Exercise set |
• a. According to the research progress report, why is task (c) considered finished?
• b. Find every line of the records that contains the word "frame".

Excerpted text |
研究実績の概要 |
During the second year, work on the tasks (a) to (c) have been pursued in parallel. (a) Two approaches were tried to cast vector representations of strings: The first one directly used Parikh vector representations and the second one a one hidden-layer neural network. Recall and precision were measured on various data. (b) Several directions were explored. (b.1) A series of experiments to approximate real-valued vectors to integer-valued vectors was run. Several analogy test sets in several languages were used. The new version of the programs with acceleration, implemented during the first fiscal year, was used. No parallelogram representing analogies between vectors can be discovered in none of the settings. This result has been published in a an international conference. (b.2) Work on casting words from word analogy test sets into their definitions, i.e., sentences, was done. The definitions with the analogical structure induced by the word analogies were used to fine-tune a sentence embedding space with contrastive learning. Such fine-tuned spaces delivered better performance in semantic similarity tasks. (b.3) Programs have been written to automatically extract series of analogies from a subspace around a given word. Preliminary experiments were run on classical examples. The obtained analogies are almost always formal, although they originate from an embedding space built using the distributional hypothesis. (c) Parallelisation of programs is considered as finished in the first fiscal year.
|
現在までの達成度 (区分) |
現在までの達成度 (区分)
3: やや遅れている
理由
(a) The fact that no analogy can be found with existing tools has been further explored: several analogy test sets, several languages, and several word embedding spaces, have been used. A paper on these results has been published in an international conference. (b) Although various directions were explored, one with positive outcomes (fine-tuning of a sentence embedding space by relying on word analogies), the modification of existing C programs is needed. Premiminary work on the re-engineering of the C programs has started to identify the places were the use of real values entails modifications by contrast to the use of integers. (c) is considered finished as no new parallelisation could be introduced other than the ones made in the first fiscal year.
|
今後の研究の推進方策 |
In the third fiscal year, work on the tasks (a) and (b) will continue. New computing power in the form of a GPU machine has been acquired. The acquisition of a new GPU card for this new machine will be considered, if buget permits. Work on the problem of casting programs working on integer values to real values will continue. Work in the third fiscal year should profit from the work done during the second fiscal year with verious existing analogy test sets in various languages.
|

Excerpted data |
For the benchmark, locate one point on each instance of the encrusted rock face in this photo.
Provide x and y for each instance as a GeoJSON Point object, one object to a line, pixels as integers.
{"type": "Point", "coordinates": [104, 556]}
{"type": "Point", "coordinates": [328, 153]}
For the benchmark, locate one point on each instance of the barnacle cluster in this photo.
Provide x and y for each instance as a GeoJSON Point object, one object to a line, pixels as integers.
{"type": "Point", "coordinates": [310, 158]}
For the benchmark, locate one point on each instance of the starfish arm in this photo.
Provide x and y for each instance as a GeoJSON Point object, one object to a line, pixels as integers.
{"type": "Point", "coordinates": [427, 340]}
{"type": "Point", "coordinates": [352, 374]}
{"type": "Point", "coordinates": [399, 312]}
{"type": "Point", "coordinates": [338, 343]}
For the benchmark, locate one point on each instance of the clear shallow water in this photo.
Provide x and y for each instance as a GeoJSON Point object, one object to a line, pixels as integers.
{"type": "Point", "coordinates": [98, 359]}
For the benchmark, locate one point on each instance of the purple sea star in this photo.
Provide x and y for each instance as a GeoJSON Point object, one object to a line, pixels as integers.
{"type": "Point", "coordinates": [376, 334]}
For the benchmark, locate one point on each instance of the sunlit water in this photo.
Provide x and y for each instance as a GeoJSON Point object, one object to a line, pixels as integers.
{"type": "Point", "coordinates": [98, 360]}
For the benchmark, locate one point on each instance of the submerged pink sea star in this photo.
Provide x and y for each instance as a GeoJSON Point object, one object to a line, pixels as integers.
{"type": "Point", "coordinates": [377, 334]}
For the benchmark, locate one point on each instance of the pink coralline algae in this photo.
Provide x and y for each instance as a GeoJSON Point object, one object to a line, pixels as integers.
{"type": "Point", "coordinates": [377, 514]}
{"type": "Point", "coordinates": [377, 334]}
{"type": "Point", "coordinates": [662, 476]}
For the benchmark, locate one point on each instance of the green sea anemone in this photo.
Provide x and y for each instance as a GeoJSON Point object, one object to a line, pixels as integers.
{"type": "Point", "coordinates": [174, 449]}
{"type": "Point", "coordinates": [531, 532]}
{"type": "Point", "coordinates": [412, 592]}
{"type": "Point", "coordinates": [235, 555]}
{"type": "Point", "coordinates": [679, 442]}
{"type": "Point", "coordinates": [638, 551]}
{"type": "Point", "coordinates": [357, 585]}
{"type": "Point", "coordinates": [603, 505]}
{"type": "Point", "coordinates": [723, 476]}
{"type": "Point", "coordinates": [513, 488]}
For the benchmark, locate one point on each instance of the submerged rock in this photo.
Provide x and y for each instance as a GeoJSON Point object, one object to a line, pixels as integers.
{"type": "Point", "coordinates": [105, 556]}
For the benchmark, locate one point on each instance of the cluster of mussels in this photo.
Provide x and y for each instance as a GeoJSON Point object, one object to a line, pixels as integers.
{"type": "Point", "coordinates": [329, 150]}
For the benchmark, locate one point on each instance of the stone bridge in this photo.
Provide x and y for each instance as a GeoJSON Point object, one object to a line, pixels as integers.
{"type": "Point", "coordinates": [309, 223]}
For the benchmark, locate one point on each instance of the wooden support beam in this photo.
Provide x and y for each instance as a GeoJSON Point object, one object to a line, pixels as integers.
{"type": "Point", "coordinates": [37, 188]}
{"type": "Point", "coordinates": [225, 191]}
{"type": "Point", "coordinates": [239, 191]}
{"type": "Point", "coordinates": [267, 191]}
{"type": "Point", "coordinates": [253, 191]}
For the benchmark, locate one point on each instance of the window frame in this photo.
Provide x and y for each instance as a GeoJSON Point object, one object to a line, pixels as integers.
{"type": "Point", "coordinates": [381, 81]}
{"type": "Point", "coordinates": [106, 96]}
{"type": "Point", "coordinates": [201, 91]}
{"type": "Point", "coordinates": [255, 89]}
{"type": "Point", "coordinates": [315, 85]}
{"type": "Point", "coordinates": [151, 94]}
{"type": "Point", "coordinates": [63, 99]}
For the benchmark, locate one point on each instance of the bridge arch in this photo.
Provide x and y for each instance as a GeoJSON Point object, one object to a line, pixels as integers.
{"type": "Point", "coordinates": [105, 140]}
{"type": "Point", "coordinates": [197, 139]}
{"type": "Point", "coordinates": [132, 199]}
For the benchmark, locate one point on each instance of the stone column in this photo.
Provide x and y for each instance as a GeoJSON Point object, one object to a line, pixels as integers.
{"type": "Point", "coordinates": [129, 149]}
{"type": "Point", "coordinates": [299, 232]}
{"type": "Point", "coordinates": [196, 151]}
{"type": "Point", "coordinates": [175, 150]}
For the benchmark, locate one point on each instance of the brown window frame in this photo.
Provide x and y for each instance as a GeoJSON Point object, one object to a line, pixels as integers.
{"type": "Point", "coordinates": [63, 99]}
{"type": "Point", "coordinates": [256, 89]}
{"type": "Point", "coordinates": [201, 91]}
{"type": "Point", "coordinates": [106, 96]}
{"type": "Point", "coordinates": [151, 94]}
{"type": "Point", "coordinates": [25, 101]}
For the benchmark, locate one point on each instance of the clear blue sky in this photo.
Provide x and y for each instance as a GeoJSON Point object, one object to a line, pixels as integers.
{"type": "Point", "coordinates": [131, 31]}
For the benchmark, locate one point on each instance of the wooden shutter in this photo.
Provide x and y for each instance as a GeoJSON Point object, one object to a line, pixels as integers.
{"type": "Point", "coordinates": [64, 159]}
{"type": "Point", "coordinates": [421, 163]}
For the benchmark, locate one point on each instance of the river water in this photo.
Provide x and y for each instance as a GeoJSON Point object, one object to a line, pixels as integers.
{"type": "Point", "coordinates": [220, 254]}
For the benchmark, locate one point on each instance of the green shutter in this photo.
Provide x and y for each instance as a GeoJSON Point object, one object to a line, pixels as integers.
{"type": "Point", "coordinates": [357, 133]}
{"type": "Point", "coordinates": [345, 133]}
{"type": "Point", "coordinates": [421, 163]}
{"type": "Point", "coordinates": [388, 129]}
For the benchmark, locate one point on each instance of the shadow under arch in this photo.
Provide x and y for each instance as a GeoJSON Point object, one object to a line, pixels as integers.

Problem solutions |
• a. Task (c), the parallelization of programs, is considered finished because no new parallelization could be introduced beyond the parallelization already done in the first fiscal year.

• b.
For the benchmark, locate one point on each instance of the window frame in this photo.
For the benchmark, locate one point on each instance of the brown window frame in this photo.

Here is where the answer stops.